- Instructions to follow -
Which lines in the rows below contain the word "autumn"? Pull out each of those lines and copy it in full.

[Begin]

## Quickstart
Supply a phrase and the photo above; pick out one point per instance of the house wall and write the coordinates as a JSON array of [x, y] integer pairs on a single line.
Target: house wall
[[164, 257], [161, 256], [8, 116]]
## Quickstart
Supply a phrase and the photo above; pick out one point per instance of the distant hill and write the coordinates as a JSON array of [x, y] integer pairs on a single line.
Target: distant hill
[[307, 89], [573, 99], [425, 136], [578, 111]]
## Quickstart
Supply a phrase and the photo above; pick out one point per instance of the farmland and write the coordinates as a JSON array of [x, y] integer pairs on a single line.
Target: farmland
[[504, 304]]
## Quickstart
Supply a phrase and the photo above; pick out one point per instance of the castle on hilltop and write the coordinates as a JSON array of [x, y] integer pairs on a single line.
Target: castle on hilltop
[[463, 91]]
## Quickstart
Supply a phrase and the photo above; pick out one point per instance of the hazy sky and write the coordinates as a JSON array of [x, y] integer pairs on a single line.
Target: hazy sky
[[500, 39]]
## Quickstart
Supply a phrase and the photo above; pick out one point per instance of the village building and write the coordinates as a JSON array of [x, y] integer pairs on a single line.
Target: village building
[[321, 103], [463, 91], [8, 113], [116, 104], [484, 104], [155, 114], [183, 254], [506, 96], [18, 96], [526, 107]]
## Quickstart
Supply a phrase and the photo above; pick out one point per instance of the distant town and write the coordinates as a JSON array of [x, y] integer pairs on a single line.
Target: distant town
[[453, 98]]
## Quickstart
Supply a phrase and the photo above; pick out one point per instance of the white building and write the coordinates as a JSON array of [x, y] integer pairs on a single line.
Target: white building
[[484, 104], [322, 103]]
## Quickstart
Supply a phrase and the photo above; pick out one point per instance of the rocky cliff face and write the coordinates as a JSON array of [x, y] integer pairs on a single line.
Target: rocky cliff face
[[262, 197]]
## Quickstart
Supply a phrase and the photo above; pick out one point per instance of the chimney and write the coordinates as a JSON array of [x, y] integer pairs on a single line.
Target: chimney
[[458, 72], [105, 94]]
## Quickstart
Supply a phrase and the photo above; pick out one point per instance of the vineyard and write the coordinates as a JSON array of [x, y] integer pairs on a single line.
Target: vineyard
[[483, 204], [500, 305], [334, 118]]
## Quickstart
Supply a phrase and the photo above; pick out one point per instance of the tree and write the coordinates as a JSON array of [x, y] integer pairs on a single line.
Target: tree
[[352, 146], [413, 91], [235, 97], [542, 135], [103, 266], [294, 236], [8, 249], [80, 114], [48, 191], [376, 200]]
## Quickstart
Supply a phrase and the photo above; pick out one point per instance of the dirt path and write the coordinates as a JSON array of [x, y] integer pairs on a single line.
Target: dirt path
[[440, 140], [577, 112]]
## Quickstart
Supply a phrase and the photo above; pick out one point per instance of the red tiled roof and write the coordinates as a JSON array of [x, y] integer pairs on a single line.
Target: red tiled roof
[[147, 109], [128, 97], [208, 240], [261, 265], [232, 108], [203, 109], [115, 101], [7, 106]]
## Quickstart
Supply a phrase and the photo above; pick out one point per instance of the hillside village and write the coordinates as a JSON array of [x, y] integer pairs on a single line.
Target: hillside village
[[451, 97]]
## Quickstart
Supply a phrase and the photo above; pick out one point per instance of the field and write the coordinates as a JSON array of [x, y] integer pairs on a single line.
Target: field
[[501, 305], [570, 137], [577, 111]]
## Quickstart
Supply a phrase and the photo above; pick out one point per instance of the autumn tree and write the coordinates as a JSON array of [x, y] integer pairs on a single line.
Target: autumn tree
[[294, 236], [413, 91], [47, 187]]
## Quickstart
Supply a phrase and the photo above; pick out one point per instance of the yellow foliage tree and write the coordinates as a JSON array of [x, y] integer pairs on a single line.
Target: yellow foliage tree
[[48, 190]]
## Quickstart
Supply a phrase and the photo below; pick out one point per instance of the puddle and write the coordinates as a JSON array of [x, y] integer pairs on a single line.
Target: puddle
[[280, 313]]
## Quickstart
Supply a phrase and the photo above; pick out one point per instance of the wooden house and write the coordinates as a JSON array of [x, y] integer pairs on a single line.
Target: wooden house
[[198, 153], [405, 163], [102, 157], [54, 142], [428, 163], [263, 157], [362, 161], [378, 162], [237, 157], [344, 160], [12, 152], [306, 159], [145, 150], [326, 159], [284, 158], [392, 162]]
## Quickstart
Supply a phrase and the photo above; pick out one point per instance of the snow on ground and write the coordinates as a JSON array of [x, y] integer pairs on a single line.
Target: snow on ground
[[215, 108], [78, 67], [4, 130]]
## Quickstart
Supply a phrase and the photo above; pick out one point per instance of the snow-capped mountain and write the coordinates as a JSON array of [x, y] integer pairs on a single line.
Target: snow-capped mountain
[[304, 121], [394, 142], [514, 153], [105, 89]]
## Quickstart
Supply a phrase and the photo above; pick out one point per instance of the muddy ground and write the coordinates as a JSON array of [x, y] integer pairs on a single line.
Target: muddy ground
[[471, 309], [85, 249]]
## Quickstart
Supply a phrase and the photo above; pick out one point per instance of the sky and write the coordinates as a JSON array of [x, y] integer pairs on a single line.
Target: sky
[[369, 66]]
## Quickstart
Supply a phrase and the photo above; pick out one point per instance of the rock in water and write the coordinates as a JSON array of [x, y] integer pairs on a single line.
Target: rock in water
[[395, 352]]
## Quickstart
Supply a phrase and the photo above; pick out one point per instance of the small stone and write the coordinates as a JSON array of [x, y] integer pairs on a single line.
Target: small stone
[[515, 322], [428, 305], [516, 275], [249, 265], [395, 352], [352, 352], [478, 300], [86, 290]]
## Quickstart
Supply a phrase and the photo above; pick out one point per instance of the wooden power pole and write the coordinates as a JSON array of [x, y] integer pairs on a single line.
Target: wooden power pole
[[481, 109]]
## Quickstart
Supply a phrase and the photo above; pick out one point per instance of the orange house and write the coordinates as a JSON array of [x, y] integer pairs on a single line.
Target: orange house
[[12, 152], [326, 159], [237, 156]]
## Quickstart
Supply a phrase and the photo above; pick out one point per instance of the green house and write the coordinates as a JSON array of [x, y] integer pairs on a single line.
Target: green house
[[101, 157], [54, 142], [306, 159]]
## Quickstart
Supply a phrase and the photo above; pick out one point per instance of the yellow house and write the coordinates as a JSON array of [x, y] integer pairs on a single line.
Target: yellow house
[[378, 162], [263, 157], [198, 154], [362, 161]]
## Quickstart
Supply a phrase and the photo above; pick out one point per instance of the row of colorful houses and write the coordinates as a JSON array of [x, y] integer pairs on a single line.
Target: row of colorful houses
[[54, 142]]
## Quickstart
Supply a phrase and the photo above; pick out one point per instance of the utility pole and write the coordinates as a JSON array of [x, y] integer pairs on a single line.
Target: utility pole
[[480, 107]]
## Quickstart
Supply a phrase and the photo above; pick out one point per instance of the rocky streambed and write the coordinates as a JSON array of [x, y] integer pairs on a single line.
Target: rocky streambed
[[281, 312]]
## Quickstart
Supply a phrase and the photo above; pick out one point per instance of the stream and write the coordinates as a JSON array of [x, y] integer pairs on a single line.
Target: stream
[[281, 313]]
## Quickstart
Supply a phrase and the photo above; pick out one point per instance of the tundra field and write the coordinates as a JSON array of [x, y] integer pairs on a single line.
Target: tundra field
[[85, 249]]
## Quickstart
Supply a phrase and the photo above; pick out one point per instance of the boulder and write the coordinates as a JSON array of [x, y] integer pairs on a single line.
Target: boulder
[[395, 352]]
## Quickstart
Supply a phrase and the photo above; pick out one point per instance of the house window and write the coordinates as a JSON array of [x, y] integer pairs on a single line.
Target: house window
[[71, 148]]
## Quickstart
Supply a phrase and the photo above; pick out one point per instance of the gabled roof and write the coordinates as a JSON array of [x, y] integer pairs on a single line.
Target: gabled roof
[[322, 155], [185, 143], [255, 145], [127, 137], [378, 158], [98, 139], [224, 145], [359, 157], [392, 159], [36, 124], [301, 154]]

[End]

- Reply -
Supply a phrase and the photo above; pick out one point per instance of the autumn tree and write the coordinates as a JSON array of [x, y] integer pairs on a single line.
Target: autumn tree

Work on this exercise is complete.